**Set problem:**
Please edit the records below by replacing "put a dot on each instance of" with "mark every instance of" wherever it occurs, changing nothing else. Leave the pictures out of your version.

Point labeling records:

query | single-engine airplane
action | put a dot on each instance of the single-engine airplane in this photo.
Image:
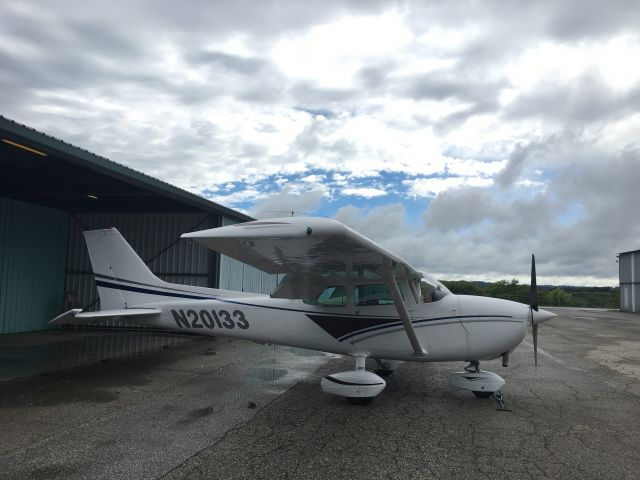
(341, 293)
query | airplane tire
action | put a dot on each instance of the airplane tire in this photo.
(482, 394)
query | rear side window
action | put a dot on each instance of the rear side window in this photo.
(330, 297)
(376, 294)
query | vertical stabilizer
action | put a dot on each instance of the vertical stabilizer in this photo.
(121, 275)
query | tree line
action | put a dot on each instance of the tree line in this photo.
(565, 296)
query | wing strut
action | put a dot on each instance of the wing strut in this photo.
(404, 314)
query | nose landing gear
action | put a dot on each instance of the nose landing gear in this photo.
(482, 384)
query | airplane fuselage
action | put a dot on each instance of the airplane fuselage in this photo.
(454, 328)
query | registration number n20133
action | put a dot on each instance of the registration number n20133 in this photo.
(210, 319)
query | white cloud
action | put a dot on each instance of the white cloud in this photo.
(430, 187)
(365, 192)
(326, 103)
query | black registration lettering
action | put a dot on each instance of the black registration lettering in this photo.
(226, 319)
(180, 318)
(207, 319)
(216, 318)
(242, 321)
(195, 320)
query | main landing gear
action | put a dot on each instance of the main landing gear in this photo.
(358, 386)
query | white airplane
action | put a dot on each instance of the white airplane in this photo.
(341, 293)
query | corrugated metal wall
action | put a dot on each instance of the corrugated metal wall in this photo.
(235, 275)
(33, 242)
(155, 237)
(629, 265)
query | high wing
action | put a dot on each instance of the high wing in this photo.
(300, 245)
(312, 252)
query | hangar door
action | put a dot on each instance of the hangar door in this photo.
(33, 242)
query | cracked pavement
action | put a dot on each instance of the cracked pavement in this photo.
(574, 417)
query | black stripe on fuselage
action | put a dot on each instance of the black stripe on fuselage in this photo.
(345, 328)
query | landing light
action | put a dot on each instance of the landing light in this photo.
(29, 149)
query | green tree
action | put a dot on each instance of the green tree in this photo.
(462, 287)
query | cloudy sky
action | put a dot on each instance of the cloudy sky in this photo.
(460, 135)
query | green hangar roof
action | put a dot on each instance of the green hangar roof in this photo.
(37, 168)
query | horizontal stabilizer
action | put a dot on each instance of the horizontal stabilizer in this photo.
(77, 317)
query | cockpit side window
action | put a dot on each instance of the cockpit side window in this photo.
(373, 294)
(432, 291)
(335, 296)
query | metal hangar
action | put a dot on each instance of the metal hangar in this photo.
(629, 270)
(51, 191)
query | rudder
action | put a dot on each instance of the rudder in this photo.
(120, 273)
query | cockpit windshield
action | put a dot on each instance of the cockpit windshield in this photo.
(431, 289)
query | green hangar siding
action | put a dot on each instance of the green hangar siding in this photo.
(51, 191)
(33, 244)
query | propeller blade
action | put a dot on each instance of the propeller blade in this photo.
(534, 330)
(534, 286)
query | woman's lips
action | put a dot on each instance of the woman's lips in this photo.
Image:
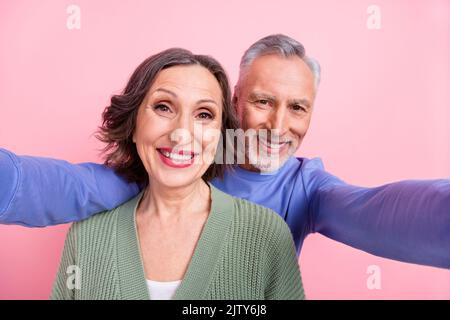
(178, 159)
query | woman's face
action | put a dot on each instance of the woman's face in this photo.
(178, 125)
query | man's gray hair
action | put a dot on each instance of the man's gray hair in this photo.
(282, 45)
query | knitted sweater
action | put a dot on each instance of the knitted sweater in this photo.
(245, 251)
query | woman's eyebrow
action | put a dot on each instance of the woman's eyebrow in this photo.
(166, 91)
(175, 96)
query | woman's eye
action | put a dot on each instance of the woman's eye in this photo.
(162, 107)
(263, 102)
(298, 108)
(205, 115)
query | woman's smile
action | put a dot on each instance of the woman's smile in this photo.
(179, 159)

**Complete answer:**
query | single-engine airplane
action | mark every instance of the single-engine airplane in this photo.
Image:
(341, 293)
query | airplane tire
action | mark every instance of the airplane tire in this photo.
(482, 394)
query | rear side window
action | mark every instance of the rear side window in this photo.
(330, 297)
(376, 294)
query | vertical stabilizer
action | mark every instance of the vertical stabilizer in this photo.
(121, 275)
query | tree line
action | mark every instance of the tree line in this photo.
(565, 296)
query | wing strut
action | mark every instance of the wing strut in this photo.
(404, 314)
query | nose landing gear
action | mark every instance of the nose landing gear in this photo.
(482, 384)
query | airplane fuselage
action | mark every instance of the airplane fuselage in this photo.
(454, 328)
query | registration number n20133
action | mark every instance of the registration number n20133 in this photo.
(210, 319)
query | white cloud
action | mark every instance of the white cloud in this photo.
(430, 187)
(365, 192)
(326, 103)
query | black registration lettering
action | mark every instance of the black registration lettering in this photo.
(226, 319)
(180, 318)
(207, 319)
(216, 318)
(242, 321)
(195, 320)
query | main landing gear
action | mark every instance of the main landing gear in this photo.
(358, 386)
query | white airplane
action | mark every instance of the white airplane in this photo.
(341, 293)
query | corrugated metal wall
action | mark every instance of the corrugated metal wall in this photo.
(235, 275)
(33, 242)
(155, 237)
(629, 265)
query | high wing
action | mark every instance of the high wing in this photo.
(300, 245)
(312, 252)
query | hangar door
action | mark every instance of the hangar door in this photo.
(33, 242)
query | cracked pavement
action | mark every instance of the cracked pavement in this photo.
(574, 417)
query | black stripe on fuselage
action | mark every instance of the black stripe on fuselage in this photo.
(345, 328)
query | landing light
action | mark every instance of the landing light in this photo.
(29, 149)
query | green tree
action | mark every instance of the green tree in this photo.
(462, 287)
query | cloudy sky
action | mark every instance of the cloudy sky in this photo.
(460, 135)
query | green hangar roof
action | mark every instance of the green hangar roof in this photo.
(37, 168)
query | horizontal stabilizer
action | mark every instance of the horizontal stabilizer in this photo.
(77, 317)
query | cockpit side window
action | mark every instance of the cockpit side window in this photo.
(373, 294)
(432, 291)
(335, 296)
query | metal hangar
action | mark every instance of the metal hangar in this photo.
(629, 270)
(51, 191)
query | rudder
action | mark every instance of the rudder in this photo.
(120, 273)
query | cockpit windshield
action | mark every instance of the cockpit windshield in this photo.
(431, 289)
query | green hangar siding
action | mark every instance of the green hangar siding in this photo.
(51, 191)
(33, 244)
query | propeller blade
action | mark every instance of the propeller blade in this photo.
(534, 330)
(534, 286)
query | woman's lips
action | mark every instance of the woman's lips in this photo.
Image:
(178, 159)
query | woman's face
action | mark every instance of the woman's face in this photo.
(178, 125)
query | man's gray hair
action | mark every instance of the man's gray hair in this photo.
(282, 45)
query | knitted sweater
action | mark every instance of the knitted sweater in this photo.
(245, 251)
query | woman's eyebrow
action | mark every instance of the woman's eyebrow in this photo.
(166, 91)
(175, 96)
query | woman's eye
action | mark every instance of the woman's eye in this photo.
(162, 107)
(263, 102)
(298, 108)
(205, 115)
query | woman's smile
action | mark every instance of the woman's smile in this photo.
(179, 159)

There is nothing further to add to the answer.